> PROBLEM DETAILS
For this exercise, copy the records below exactly and exclude every image.

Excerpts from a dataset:
↓
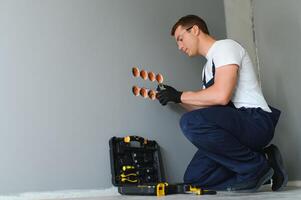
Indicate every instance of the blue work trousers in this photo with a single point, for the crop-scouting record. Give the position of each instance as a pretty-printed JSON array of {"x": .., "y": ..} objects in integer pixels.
[{"x": 229, "y": 143}]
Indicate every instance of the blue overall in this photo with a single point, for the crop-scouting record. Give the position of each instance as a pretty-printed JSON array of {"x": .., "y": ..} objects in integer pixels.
[{"x": 229, "y": 142}]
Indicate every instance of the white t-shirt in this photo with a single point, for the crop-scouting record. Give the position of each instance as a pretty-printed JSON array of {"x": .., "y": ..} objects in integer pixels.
[{"x": 247, "y": 92}]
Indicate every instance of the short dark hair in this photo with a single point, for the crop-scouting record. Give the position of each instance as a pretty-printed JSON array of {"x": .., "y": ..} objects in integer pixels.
[{"x": 189, "y": 21}]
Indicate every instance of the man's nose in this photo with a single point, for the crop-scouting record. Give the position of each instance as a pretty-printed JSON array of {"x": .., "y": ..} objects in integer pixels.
[{"x": 180, "y": 47}]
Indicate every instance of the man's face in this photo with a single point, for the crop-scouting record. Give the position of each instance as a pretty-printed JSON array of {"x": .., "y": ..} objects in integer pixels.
[{"x": 186, "y": 41}]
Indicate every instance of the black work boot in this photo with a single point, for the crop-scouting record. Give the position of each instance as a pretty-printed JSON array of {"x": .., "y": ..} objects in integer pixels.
[{"x": 279, "y": 179}]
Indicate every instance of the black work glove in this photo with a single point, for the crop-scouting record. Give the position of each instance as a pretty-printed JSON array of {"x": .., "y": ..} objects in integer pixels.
[{"x": 168, "y": 94}]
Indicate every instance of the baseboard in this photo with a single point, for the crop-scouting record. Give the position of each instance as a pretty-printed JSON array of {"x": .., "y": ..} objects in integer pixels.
[
  {"x": 64, "y": 194},
  {"x": 68, "y": 194},
  {"x": 294, "y": 183}
]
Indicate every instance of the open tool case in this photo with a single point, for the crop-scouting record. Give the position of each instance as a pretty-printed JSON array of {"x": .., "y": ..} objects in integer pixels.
[
  {"x": 135, "y": 161},
  {"x": 137, "y": 169}
]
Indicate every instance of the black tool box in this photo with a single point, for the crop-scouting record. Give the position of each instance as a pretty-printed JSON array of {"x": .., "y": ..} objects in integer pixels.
[{"x": 137, "y": 169}]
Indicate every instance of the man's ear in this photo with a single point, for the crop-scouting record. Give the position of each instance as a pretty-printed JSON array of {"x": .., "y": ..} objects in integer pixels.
[{"x": 195, "y": 30}]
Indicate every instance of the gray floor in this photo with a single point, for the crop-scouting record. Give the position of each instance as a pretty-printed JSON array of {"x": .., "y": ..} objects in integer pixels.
[{"x": 265, "y": 193}]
↑
> OUTPUT
Indicate every instance of the blue work trousers in this photo with a single point, for the crop-scouting record. Give the position of each instance as a pretty-printed JSON array of {"x": .., "y": ..} objects in integer pixels.
[{"x": 229, "y": 143}]
Indicate every instance of the blue overall in this photo with a single point, for the crop-scouting record. Give the position of each instance as a pretty-printed JSON array of {"x": .., "y": ..} objects in integer pixels.
[{"x": 229, "y": 142}]
Indicate every instance of the white t-shirt in this photo with a single point, for the crop-scouting record. Give the position of each instance as a pretty-printed JSON array of {"x": .., "y": ..} objects in integer pixels.
[{"x": 247, "y": 92}]
Indicate every instance of the short dark hair in this photo with a single point, for the crop-scouting record. Give the position of each instance as a pretty-printed JSON array of {"x": .., "y": ..} objects in integer pixels.
[{"x": 189, "y": 21}]
Indicate every instance of the man's nose in this photo with a single point, for the crop-scouting record. Give the position of each instance as a pretty-printed JSON array of {"x": .., "y": ..} objects in integer pixels.
[{"x": 180, "y": 47}]
Indicate every instance of the man's face in this photo with a single point, for the crop-scouting record. Give the position of each instance as a pretty-printed JSON array of {"x": .., "y": ..} objects in integer pixels.
[{"x": 186, "y": 41}]
Indicate every instance of the black work boot in this photo with a single point, for the crop-scouting record. Give the position of each instance as a pretty-printed JSON array of {"x": .., "y": ..} objects in integer pixels.
[{"x": 279, "y": 179}]
Indicate every instance of the black work glove in this photo with a single point, for the crop-scouting record. Give the position of each instance as a pretty-printed JSON array of {"x": .., "y": ..} objects in integer pixels.
[{"x": 168, "y": 94}]
Indicate every instance of the baseboard in this photo with a single point, for the crop-scouting record. Give the position of each instance as a pretty-printed JSON array of {"x": .., "y": ..} objects in integer pixels.
[
  {"x": 64, "y": 194},
  {"x": 68, "y": 194},
  {"x": 294, "y": 183}
]
Indicate every instance of the open tool case in this photo with a single point, for the crop-scouting record. Give the position of each instance as a pretty-printed JSON array of {"x": .., "y": ..} objects in integer pixels.
[
  {"x": 135, "y": 161},
  {"x": 137, "y": 169}
]
Indicate every instance of the black tool box in this photo with a single point, for the crop-scouting record. Give the position of each instance as a pretty-printed JSON array of {"x": .., "y": ..} objects in integer pixels.
[{"x": 137, "y": 169}]
Indicate every instance of the man's ear in this photo with a single point, for the crop-scouting record. Give the position of each instance as a pretty-printed JSON array of {"x": .., "y": ..} objects in integer pixels.
[{"x": 195, "y": 30}]
Indicate every instance of the gray floor in this photo with a single point, for the crop-scouting record. Give the position of each instance as a pretty-printed JSON array of {"x": .., "y": ..} objects in integer pixels.
[{"x": 265, "y": 193}]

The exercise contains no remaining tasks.